**To do**
1) Sum up the hi-fi buying thread in two sentences.
2) Translate this sentence from the hi-fi buying thread into Spanish: "Dealers and their product ranges can be a big problem."
3) Continue the hi-fi buying thread with the next reply, starting after its last sentence.

**Page text**
-- begin --

You have 3000 GBP and you enter a fairly large and well supplied hi-fi store. What do you go to listen to first? Speakers, amps, sources, cables or stands?

Hypothetical answer:

Go to a decent dealer and get him to play you systems that he knows works well at and around your budget.

If you hear a system you really like buy it, get the dealer to install and do not allow him to leave until you are happy.

Haha, my local dealer made me listen to B&W CM1s. He said Kefs were boomy.

I said 'decent', not 'local'............ :read:

My local dealer is a Richersounds, if i want to 'hang out', 'shoot the breeze' or whatever I go to my nearest DV247.

Well it was not Richers, it is meant to be a decent one, to be honest I think 7oaks were much better. The problem is many people don't have much choice. Its a nightmare trying to hear some brands with other brands. Try finding a dealer that has Creek amps and Kef speakers for instance.

Dealers and their product ranges can be a big problem.

-- end --

**Stored records**
-- begin --

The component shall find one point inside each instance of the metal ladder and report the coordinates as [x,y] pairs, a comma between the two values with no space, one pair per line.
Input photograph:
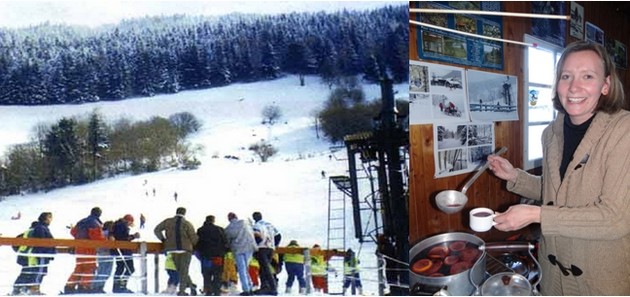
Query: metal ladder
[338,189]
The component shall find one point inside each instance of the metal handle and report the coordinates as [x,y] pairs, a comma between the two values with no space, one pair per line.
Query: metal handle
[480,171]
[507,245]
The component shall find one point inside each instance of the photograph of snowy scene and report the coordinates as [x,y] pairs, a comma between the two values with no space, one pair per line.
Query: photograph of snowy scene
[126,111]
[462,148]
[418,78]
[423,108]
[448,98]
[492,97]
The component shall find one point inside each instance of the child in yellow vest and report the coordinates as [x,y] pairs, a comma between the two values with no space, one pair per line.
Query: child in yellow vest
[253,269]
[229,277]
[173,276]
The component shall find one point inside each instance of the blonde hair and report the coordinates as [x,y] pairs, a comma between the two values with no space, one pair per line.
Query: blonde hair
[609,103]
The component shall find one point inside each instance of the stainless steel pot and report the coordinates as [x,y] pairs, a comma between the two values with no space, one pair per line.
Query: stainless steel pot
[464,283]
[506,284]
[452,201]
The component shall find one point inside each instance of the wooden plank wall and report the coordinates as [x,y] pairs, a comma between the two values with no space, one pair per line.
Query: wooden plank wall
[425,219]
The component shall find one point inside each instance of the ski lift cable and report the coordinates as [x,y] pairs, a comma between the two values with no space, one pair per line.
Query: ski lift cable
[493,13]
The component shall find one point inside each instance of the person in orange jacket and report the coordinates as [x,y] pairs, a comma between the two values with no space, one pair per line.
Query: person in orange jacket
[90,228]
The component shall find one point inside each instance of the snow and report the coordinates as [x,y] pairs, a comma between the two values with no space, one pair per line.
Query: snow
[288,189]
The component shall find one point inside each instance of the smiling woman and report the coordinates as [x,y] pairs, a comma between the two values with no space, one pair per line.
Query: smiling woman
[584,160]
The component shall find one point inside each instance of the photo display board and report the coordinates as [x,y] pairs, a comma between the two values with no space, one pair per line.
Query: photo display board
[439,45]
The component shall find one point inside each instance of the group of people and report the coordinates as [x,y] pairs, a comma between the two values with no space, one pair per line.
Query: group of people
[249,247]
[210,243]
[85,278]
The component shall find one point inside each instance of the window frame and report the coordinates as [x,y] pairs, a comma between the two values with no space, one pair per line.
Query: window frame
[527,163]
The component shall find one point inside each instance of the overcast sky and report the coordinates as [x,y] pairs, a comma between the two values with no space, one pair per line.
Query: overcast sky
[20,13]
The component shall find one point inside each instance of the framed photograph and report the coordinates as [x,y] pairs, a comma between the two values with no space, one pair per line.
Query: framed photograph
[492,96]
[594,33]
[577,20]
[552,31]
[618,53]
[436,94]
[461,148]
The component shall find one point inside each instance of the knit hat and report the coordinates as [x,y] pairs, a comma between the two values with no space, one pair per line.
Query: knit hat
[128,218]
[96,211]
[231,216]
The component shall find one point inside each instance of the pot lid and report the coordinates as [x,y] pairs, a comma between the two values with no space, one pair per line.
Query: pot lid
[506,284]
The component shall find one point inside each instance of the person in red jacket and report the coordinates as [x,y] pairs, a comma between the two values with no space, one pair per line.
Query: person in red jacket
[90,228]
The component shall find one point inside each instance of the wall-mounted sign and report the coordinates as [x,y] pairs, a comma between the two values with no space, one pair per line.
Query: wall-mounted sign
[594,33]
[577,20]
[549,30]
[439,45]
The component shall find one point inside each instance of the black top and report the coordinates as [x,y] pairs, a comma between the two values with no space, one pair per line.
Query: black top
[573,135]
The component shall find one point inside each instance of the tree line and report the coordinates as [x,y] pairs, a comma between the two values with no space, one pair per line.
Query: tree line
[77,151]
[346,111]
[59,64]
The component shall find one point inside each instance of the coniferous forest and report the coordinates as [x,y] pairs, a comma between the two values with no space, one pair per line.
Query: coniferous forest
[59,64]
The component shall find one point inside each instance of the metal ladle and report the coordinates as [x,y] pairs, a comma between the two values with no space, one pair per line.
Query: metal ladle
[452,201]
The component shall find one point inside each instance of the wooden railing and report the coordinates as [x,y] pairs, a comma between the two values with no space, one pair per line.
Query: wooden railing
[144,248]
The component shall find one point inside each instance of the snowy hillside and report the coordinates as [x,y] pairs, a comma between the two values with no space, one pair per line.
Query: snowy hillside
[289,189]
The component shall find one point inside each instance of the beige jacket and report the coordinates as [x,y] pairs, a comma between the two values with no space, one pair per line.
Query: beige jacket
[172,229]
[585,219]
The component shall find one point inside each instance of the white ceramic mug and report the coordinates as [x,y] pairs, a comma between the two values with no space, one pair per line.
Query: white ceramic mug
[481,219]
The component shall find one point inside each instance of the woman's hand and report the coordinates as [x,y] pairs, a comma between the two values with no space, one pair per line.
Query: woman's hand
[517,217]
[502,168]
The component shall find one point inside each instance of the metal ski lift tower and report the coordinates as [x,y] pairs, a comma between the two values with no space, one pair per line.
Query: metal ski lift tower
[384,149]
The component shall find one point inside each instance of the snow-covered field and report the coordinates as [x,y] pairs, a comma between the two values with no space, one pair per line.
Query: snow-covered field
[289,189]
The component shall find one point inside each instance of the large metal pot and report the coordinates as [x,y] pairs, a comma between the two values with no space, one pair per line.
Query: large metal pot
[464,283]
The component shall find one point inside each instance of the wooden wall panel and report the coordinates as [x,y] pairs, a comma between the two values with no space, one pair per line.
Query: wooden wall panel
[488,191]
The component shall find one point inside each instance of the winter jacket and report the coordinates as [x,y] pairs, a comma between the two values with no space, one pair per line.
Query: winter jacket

-- end --

**Answers to the problems**
1) Someone asks what to listen to first when entering a large, well-supplied hi-fi store with 3000 GBP, and one reply advises going to a decent dealer, hearing systems that work well around that budget, and buying one you really like with the dealer installing it until you are happy. Other replies note that a local dealer is not necessarily a decent one, that many people have little choice and struggle to hear some brands alongside others, and that dealers and their product ranges can be a big problem.

2) Los distribuidores y sus gamas de productos pueden ser un gran problema.

3)
Small independent (relatively) manufactures like small dealers who sell modest amounts of product on a regular basis, big manufacturers want coverage of their range and a more substantial turn over.

This makes the chance of comparing, say, a Creek with a Marantz very difficult, the manufacturers are simply looking for very different things from their retailers.

This is one reason I do not like the 'shortlist' approach to buying a system, ok if you stick to the mainstream, otherwise impossible.

I still think the best apprach is to give a compedent dealer a price, the features you need and some idea of your musical tastes. Get him to play you systems he thinks you will like, tell him what you like or don't like and close in on a setp that works for you.

Oh, and don't mention brands, that will skew the dealers views towards what he thinks you think is good, what you really want to hear is what he thinks is good.

BTW. Having visited a few dealers a year or two back, I do understand that this is not easy.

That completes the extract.